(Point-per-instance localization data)
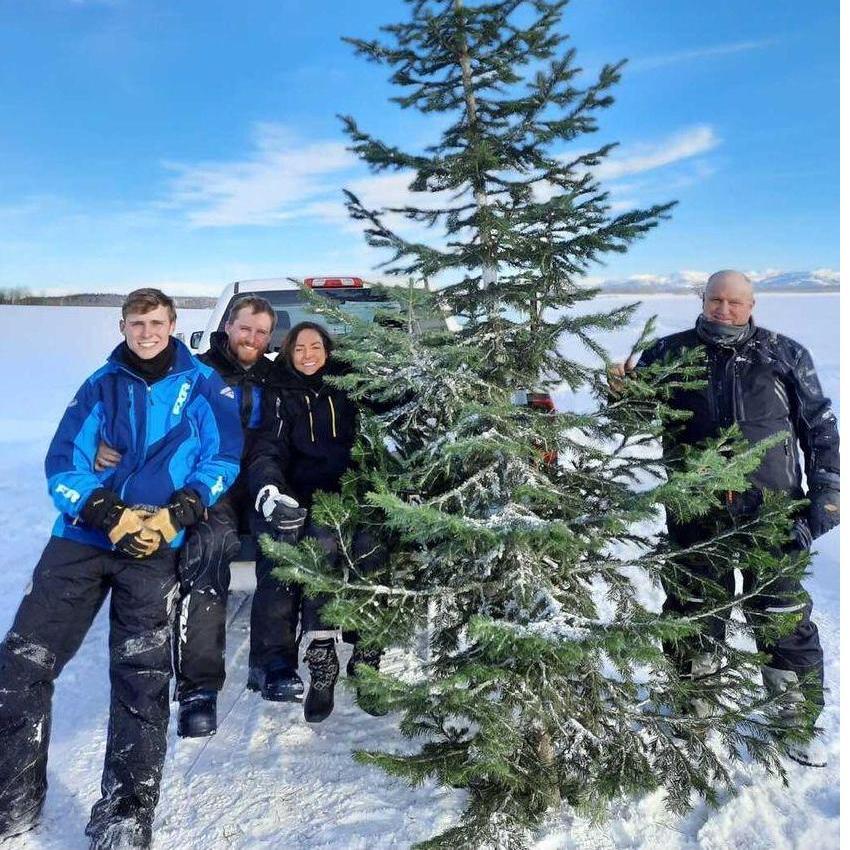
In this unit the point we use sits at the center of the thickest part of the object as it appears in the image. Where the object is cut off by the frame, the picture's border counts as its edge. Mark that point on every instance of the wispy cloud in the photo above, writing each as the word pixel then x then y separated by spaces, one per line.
pixel 275 181
pixel 650 63
pixel 643 157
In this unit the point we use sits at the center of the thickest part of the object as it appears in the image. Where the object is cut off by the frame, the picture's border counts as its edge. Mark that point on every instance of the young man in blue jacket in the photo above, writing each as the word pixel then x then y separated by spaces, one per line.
pixel 177 427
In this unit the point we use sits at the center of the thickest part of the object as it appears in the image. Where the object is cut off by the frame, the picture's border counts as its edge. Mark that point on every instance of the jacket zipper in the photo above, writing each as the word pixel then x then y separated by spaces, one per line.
pixel 310 414
pixel 333 416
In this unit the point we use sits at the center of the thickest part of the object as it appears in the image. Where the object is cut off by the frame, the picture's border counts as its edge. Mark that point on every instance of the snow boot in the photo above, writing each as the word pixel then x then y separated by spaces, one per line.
pixel 369 703
pixel 196 717
pixel 124 834
pixel 14 824
pixel 702 666
pixel 276 684
pixel 324 669
pixel 120 826
pixel 810 752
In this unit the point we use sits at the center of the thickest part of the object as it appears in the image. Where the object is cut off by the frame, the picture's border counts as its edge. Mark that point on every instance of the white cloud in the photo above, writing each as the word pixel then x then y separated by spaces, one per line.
pixel 275 182
pixel 652 62
pixel 639 158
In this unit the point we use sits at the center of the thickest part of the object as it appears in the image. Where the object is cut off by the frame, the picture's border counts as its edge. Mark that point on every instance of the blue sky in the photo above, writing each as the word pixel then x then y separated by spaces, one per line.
pixel 149 142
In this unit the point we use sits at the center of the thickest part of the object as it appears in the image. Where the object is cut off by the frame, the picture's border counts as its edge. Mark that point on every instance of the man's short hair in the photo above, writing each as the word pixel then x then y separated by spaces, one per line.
pixel 146 299
pixel 256 305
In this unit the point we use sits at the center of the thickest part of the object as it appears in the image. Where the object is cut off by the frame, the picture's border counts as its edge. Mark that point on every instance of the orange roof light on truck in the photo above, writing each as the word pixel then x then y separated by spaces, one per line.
pixel 333 282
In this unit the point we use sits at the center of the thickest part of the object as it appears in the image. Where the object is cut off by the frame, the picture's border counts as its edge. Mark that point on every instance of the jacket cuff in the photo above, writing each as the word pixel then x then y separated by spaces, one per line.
pixel 99 506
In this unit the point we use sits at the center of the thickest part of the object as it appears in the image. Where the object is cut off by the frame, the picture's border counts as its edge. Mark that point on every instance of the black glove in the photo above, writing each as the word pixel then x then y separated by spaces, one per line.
pixel 184 509
pixel 124 526
pixel 801 535
pixel 280 511
pixel 824 507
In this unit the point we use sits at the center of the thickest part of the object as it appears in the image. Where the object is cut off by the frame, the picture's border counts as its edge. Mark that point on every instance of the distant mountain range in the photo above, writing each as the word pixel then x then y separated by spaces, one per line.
pixel 682 282
pixel 99 299
pixel 686 282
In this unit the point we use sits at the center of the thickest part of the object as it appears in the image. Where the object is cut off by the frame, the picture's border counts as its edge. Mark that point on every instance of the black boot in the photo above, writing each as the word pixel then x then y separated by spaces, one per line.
pixel 196 717
pixel 370 703
pixel 121 825
pixel 324 669
pixel 122 835
pixel 277 684
pixel 17 823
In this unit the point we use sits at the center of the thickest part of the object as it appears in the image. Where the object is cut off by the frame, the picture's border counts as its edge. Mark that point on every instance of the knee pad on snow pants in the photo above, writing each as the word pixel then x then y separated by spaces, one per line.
pixel 200 624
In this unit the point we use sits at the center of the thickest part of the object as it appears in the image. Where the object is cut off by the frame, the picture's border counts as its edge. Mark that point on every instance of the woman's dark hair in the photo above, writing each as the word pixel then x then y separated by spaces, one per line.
pixel 292 335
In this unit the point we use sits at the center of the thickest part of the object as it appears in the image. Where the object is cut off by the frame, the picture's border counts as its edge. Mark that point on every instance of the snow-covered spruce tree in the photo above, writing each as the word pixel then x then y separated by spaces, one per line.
pixel 546 678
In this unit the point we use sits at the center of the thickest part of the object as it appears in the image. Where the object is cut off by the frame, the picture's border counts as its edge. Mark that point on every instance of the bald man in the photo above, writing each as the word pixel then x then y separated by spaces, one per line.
pixel 766 384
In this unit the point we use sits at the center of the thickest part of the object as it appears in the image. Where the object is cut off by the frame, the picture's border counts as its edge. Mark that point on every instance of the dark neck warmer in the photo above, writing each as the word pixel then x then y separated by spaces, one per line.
pixel 150 370
pixel 312 382
pixel 727 336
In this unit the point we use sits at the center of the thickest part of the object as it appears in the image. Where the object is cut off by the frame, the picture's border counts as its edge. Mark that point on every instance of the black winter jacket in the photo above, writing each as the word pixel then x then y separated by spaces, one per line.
pixel 247 385
pixel 767 384
pixel 305 440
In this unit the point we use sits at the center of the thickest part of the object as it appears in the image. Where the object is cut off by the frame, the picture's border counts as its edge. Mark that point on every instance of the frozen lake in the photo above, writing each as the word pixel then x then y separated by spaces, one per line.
pixel 280 784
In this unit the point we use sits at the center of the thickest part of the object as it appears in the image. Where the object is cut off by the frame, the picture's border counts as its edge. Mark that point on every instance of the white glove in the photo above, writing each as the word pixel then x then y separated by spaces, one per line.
pixel 280 511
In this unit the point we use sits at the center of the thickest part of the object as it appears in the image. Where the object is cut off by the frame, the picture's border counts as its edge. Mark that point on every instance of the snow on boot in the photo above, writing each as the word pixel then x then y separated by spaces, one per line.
pixel 371 658
pixel 779 682
pixel 124 834
pixel 276 684
pixel 703 666
pixel 13 824
pixel 324 669
pixel 196 717
pixel 812 752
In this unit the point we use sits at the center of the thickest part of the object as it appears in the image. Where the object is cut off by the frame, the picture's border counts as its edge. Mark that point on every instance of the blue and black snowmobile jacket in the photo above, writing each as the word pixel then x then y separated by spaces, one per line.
pixel 180 431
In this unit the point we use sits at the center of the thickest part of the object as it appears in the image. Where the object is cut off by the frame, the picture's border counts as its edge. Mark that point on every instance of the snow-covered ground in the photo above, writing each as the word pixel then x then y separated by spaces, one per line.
pixel 270 781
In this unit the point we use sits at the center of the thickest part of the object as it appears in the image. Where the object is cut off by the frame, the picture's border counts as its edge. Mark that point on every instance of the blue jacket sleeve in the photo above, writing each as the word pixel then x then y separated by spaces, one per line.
pixel 69 464
pixel 216 416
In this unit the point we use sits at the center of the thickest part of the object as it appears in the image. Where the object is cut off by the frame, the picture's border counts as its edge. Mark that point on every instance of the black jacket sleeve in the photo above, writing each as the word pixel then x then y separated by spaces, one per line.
pixel 270 450
pixel 815 423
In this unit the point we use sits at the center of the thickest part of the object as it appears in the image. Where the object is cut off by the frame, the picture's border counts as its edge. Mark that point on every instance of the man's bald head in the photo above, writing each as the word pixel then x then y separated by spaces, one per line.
pixel 728 298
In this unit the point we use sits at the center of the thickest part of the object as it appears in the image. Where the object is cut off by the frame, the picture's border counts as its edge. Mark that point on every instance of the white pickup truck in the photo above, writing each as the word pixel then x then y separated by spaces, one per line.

Assigned task | Starting with the top line, write out all the data above exactly; keep the pictures out.

Solution to this problem |
In this unit the point we use sits at the center of the thickest part of the object as it appears in the image. Where the object is cut off by the frame, the picture's border counts as its edge. Mark that point on every instance of the wispy cloud in the photo above, writing each as the word pixel then x then y separated by spaces, one per line.
pixel 275 181
pixel 650 63
pixel 643 157
In this unit the point we use sits at the center of the thickest part of the object as it appears in the image. Where the object is cut off by the frame, the picture's border counts as its edge. Mark that point on every instance of the young man in blue jacket in the photo above, writing each as the word pixel then x then y separated by spaces, one per line.
pixel 177 427
In this unit the point we use sits at the center of the thickest part of the object as it appears in the image. Where the object is cut off by the frame, the picture's border counts as its edge. Mark that point on every instance of the jacket zipper in the photo above, writing each as the word pixel then x then y separated by spaces, one per line.
pixel 310 414
pixel 333 416
In this unit the point we use sits at the center of the thickest part of the object as it appears in the image. Where the object is cut off by the frame, the picture's border counts as its edge. Mark that point on every instance of the snow boot in the photo above, writing each as the word pixel then x then y separated by spaces, one per line.
pixel 369 703
pixel 196 717
pixel 124 834
pixel 14 824
pixel 702 666
pixel 276 684
pixel 324 669
pixel 120 826
pixel 810 752
In this unit the point we use sits at the center of the thickest part of the object as it appears in the image. Where the object is cut off by the frame, the picture's border counts as its edge. Mark that point on every instance of the white cloud in the photo above, writing each as the word pixel then x then y separated by spaces, one per line.
pixel 275 182
pixel 652 62
pixel 639 158
In this unit the point we use sits at the center of the thickest part of the object as it appears in the image. Where the object is cut off by the frame, the picture's border counts as its edge. Mark that point on every instance of the blue sky in the photo above, writing each as the word pixel then x then y separated by spaces, one per line.
pixel 149 142
In this unit the point we use sits at the center of the thickest part of the object as it appears in the image. Where the object is cut off by the frame, the picture's border counts as its edge. Mark that point on every instance of the man's short hair in the photo above, writing each as the word pixel then x then y separated by spaces, one per line.
pixel 146 299
pixel 256 305
In this unit the point we use sits at the center of the thickest part of the object as it appears in the image. Where the object is cut off by the frame, the picture's border counts as its edge. Mark that point on every instance of the orange roof light on truck in the photo above, writing each as the word pixel then x then y separated by spaces, one per line.
pixel 333 282
In this unit the point we use sits at the center of the thickest part of the object as it appears in the image. Where the object is cut off by the frame, the picture's border counts as its edge. Mark that point on every instance of the jacket cuff in the photo above, writing each as the word pixel then x then y separated by spaces, one per line.
pixel 99 506
In this unit the point we use sits at the center of the thickest part of the object as it appears in the image. Where the object is cut off by the frame, the picture's border counts as its edge. Mark that point on every instance of the black glove in the photo above, writing each as the word pixel then x then y separated by spaces, one per line.
pixel 184 509
pixel 124 526
pixel 801 535
pixel 280 511
pixel 824 507
In this unit the point we use sits at the center of the thickest part of the object as it appears in the image. Where the object is cut off by the frame, the picture's border counts as its edge. Mark that point on every instance of the distant mountain range in the photo above, writing each as the word pixel then x then y separated by spaces, one per line.
pixel 682 282
pixel 99 299
pixel 686 282
In this unit the point we use sits at the center of the thickest part of the object as it appears in the image. Where the object is cut off by the frame, the picture's border counts as its edge. Mark that point on every instance of the black boot in the photo above, writing each as the word pixel then x then y separated by spaces, one per line.
pixel 196 717
pixel 370 703
pixel 121 825
pixel 324 669
pixel 122 835
pixel 277 684
pixel 17 823
In this unit the point we use sits at the center of the thickest part of the object as it appears in the image. Where the object is cut off by the frame, the picture's border counts as its edge. Mark that point on every instance of the knee pad on snow pants in the photo above, writing each as the word pixel then x then y separated by spaces, one per line.
pixel 200 624
In this unit the point we use sits at the center of the thickest part of the object as it appears in the image. Where the object is cut off by the frame, the picture's border counts as its edge. Mark that point on every instance of the woman's dark hair in the photo above, writing each as the word pixel then x then y separated by spaces, one per line.
pixel 292 335
In this unit the point we use sits at the center of the thickest part of the object as it appears in the image. Where the object is cut off by the frame, the picture's border counts as its edge. Mark that point on every instance of the snow-covered spruce tree in the photo above, writing each as the word pixel then x then y separated by spaces, one per line.
pixel 546 678
In this unit the point we use sits at the center of the thickest part of the object as it appears in the image. Where the object is cut off by the frame, the picture's border counts as its edge. Mark that point on every instance of the bald man in the photo above, writing each as the word pixel then x then y separated by spaces, one per line.
pixel 766 384
In this unit the point we use sits at the center of the thickest part of the object as it appears in the image. Where the object is cut off by the frame, the picture's border counts as its edge. Mark that point on every instance of the dark neck warmer in the photo above, writing each as the word pixel then x then y separated by spaces, one per line.
pixel 150 370
pixel 312 382
pixel 727 336
In this unit the point we use sits at the center of the thickest part of the object as it appears in the image. Where the object is cut off by the frame, the picture's border counts as its edge. Mark that point on every instance of the black winter jacket in the photo above, writing each as the word pixel then x then y separated by spaces, one per line.
pixel 247 385
pixel 767 384
pixel 305 440
In this unit the point we use sits at the center of the thickest part of the object as it appears in the image. Where the object is cut off by the frame, the picture's border counts as its edge. Mark that point on every instance of the frozen lake in the photo above, writing each as the word pixel then x then y separated by spaces, one per line.
pixel 280 784
In this unit the point we use sits at the center of the thickest part of the object as it appears in the image. Where the object is cut off by the frame, the picture's border counts as its edge. Mark that point on every instance of the white glove in the photo above, writing each as the word pixel then x then y separated by spaces, one per line.
pixel 280 511
In this unit the point we use sits at the center of the thickest part of the object as it appears in the image. Where the object is cut off by the frame, the picture's border counts as its edge. Mark that point on every instance of the snow on boot in the photo above, writing each as the word pixel then x then y separated by spaces, one per line.
pixel 371 658
pixel 779 682
pixel 124 834
pixel 276 684
pixel 703 666
pixel 13 824
pixel 324 669
pixel 196 717
pixel 812 752
In this unit the point we use sits at the center of the thickest part of the object as it appears in the image. Where the object is cut off by the frame, the picture's border counts as its edge. Mark that point on every instance of the blue and black snowmobile jacket in the photo above, writing each as the word pixel then x then y separated by spaces, one per line.
pixel 180 431
In this unit the point we use sits at the center of the thickest part of the object as it appears in the image. Where the object is cut off by the frame, the picture's border counts as its edge. Mark that point on every instance of the snow-covered ground in the photo above, writing each as the word pixel then x then y separated by spaces, one per line.
pixel 270 781
In this unit the point we use sits at the center of the thickest part of the object as it appears in the image. Where the object is cut off by the frame, the picture's border counts as its edge. Mark that point on every instance of the blue jacket sleeve in the photo above, writing each as the word pixel then x then y separated by spaces, one per line.
pixel 69 464
pixel 216 416
In this unit the point we use sits at the center of the thickest part of the object as it appears in the image. Where the object is cut off by the frame, the picture's border counts as its edge. Mark that point on every instance of the black jacket sleeve in the photo above, writing each as the word pixel then x then y separated by spaces, one per line.
pixel 270 450
pixel 815 423
In this unit the point we use sits at the center of the thickest part of the object as it appears in the image. Where the object is cut off by the frame, the picture's border counts as its edge. Mark that point on every instance of the man's bald head in the photo above, writing each as the word pixel then x then y separated by spaces, one per line.
pixel 728 298
In this unit the point we use sits at the center of the thickest part of the object as it appears in the image. Where the object is cut off by the frame, the picture's border counts as its edge. Mark that point on every instance of the white pickup truck in the photo above, writing each as the word pixel then x then y separated by spaces, one per line.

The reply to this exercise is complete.